* [Aim of the exercise] Reproduce each of the following items line for line, without changing anything.

++++ Extracted information ++++

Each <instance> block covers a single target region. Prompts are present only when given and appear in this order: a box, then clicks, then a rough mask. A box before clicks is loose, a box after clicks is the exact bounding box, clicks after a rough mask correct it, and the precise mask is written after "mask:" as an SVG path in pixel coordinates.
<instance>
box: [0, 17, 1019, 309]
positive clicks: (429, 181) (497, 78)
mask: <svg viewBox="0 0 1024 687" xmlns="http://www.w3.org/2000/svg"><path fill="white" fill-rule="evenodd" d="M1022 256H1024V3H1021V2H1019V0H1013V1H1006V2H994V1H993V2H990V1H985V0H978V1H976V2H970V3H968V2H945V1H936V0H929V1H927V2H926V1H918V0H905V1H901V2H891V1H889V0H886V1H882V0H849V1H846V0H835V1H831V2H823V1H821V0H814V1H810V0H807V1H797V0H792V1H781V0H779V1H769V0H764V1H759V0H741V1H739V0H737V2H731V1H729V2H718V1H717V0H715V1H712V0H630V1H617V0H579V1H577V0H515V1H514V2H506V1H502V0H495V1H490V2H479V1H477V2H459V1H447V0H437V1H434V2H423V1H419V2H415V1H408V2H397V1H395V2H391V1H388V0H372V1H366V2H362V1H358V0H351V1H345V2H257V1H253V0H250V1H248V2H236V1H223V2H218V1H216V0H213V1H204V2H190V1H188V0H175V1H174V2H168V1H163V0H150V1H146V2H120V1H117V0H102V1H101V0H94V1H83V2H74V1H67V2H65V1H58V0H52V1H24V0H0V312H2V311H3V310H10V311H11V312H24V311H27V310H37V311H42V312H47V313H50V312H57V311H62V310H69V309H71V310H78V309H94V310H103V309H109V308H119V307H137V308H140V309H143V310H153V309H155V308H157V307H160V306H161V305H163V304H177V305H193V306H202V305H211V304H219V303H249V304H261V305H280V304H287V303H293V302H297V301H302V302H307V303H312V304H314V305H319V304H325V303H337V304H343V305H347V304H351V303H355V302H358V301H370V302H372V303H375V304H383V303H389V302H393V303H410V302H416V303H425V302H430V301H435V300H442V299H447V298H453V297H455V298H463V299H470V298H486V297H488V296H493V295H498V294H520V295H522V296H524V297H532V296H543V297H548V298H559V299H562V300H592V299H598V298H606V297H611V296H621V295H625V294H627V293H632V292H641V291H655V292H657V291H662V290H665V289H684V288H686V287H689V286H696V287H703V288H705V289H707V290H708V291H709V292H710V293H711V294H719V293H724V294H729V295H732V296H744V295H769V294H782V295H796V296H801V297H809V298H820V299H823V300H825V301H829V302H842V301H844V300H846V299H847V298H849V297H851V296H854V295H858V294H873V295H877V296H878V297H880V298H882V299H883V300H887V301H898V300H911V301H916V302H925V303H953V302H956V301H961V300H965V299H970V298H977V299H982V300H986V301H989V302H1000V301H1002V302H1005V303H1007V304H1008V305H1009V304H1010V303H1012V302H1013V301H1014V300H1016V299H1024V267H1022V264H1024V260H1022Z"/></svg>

++++

* [Solution to this task]
Each <instance> block covers a single target region. Prompts are present only when given and appear in this order: a box, then clicks, then a rough mask. A box before clicks is loose, a box after clicks is the exact bounding box, clicks after a rough mask correct it, and the precise mask is written after "mask:" as an SVG path in pixel coordinates.
<instance>
box: [0, 17, 1019, 309]
positive clicks: (429, 181) (497, 78)
mask: <svg viewBox="0 0 1024 687" xmlns="http://www.w3.org/2000/svg"><path fill="white" fill-rule="evenodd" d="M1022 256H1024V3H1021V2H1019V0H1013V1H1006V2H994V1H993V2H990V1H985V0H978V1H976V2H970V3H968V2H945V1H936V0H929V1H927V2H926V1H918V0H905V1H901V2H891V1H889V0H886V1H882V0H849V1H846V0H835V1H831V2H823V1H821V0H814V1H810V0H807V1H797V0H792V1H781V0H779V1H769V0H764V1H759V0H741V1H739V0H737V2H731V1H729V2H718V1H717V0H715V1H712V0H630V1H617V0H579V1H577V0H515V1H514V2H506V1H502V0H495V1H490V2H479V1H477V2H459V1H447V0H437V1H434V2H423V1H419V2H415V1H408V2H397V1H395V2H391V1H388V0H372V1H366V2H362V1H358V0H351V1H345V2H257V1H253V0H250V1H248V2H236V1H223V2H218V1H216V0H213V1H204V2H190V1H188V0H175V1H174V2H168V1H163V0H150V1H146V2H120V1H117V0H102V1H101V0H94V1H83V2H74V1H67V2H65V1H58V0H52V1H24V0H0V312H2V311H3V310H10V311H11V312H24V311H27V310H37V311H42V312H47V313H50V312H57V311H62V310H69V309H71V310H78V309H94V310H103V309H109V308H119V307H137V308H140V309H143V310H153V309H155V308H157V307H160V306H161V305H163V304H177V305H193V306H202V305H211V304H219V303H249V304H261V305H280V304H287V303H293V302H297V301H302V302H307V303H312V304H314V305H319V304H325V303H337V304H343V305H347V304H351V303H355V302H358V301H370V302H372V303H375V304H383V303H389V302H393V303H410V302H416V303H425V302H430V301H435V300H442V299H447V298H453V297H455V298H463V299H470V298H486V297H488V296H493V295H498V294H520V295H522V296H524V297H532V296H543V297H548V298H559V299H562V300H592V299H598V298H606V297H611V296H621V295H625V294H627V293H632V292H641V291H655V292H657V291H662V290H665V289H684V288H686V287H689V286H696V287H703V288H705V289H707V290H708V291H709V292H710V293H711V294H719V293H724V294H729V295H732V296H744V295H769V294H782V295H796V296H801V297H809V298H820V299H823V300H825V301H829V302H842V301H844V300H846V299H847V298H849V297H851V296H854V295H858V294H873V295H877V296H878V297H880V298H882V299H883V300H887V301H898V300H911V301H916V302H925V303H953V302H956V301H961V300H965V299H970V298H977V299H982V300H986V301H989V302H1000V301H1002V302H1005V303H1007V304H1008V305H1009V304H1010V303H1012V302H1013V301H1014V300H1016V299H1024V267H1022V264H1024V260H1022Z"/></svg>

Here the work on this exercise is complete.